### TASK PROMPT
Copy out each line of the data below in which "distant" appears.

### PROVIDED ENTRIES

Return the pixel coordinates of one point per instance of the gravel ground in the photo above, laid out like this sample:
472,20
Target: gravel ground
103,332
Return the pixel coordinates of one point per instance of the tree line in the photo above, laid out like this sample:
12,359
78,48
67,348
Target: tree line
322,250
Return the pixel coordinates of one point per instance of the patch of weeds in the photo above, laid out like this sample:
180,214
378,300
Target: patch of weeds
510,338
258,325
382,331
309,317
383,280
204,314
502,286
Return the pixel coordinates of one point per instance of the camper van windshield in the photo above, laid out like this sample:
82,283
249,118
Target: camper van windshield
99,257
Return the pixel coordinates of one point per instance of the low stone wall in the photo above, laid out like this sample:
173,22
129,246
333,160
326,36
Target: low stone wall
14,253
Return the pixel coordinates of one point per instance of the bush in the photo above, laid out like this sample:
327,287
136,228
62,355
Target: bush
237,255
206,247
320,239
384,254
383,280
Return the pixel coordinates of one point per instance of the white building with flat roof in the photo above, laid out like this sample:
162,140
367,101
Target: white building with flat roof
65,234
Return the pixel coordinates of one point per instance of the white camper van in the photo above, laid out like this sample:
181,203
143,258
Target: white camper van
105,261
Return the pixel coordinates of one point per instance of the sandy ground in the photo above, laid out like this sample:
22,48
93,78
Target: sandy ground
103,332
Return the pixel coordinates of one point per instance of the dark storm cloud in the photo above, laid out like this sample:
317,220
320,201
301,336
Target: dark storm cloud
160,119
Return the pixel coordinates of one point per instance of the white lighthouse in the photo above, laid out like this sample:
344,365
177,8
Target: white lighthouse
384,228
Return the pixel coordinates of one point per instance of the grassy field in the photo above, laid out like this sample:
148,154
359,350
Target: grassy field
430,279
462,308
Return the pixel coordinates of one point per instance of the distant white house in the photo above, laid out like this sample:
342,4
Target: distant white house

### OUTPUT
Return the pixel coordinates of one point per instance of the distant white house in the photo above, laid out like this sample:
Target: distant white house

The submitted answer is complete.